GOAL 1: Reproduce the dataset entries that appear after the text below, line for line and unchanged.

PASSAGE:
──────

Thursday 16 May 2019

What stories from an unremarkable Chorlton building?

I don’t suppose we will ever fully track the history of this building in Southern Cemetery.

It stands just inside the grounds, off Nell Lane and opposite Arrowfield Road.

I can’t say I have ever noticed it, and after Andy Robertson sent it over I had to ask him exactly where it was.

It has the look of an old farm building.  The clue is that doorway on the first floor which might well have been used as an access point to store hay.

But there were no farms on the site and as late as the 1850s the spot is just open land.

It does appear forty years later in what was described as the Nursery at the eastern end of Southern Cemetery, and so in all probability was constructed sometime after land was purchased in 1872.*

That said, the whole area suffered from the fact that “water stood throughout the ground at about three feet below the surface and permeated the substratum of sand down to the clay, about 15 feet deep.

──────

(Dataset entries)
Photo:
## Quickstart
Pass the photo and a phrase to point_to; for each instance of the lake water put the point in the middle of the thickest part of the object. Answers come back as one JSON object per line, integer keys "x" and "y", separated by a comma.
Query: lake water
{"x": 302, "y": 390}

──────

GOAL 2: In the post about the Southern Cemetery building, which road does the building stand opposite?

EXERCISE ANSWER 1:
Photo:
## Quickstart
Pass the photo and a phrase to point_to; for each instance of the lake water put the point in the middle of the thickest part of the object. Answers come back as one JSON object per line, integer keys "x" and "y", separated by a comma.
Query: lake water
{"x": 302, "y": 390}

EXERCISE ANSWER 2: Arrowfield Road.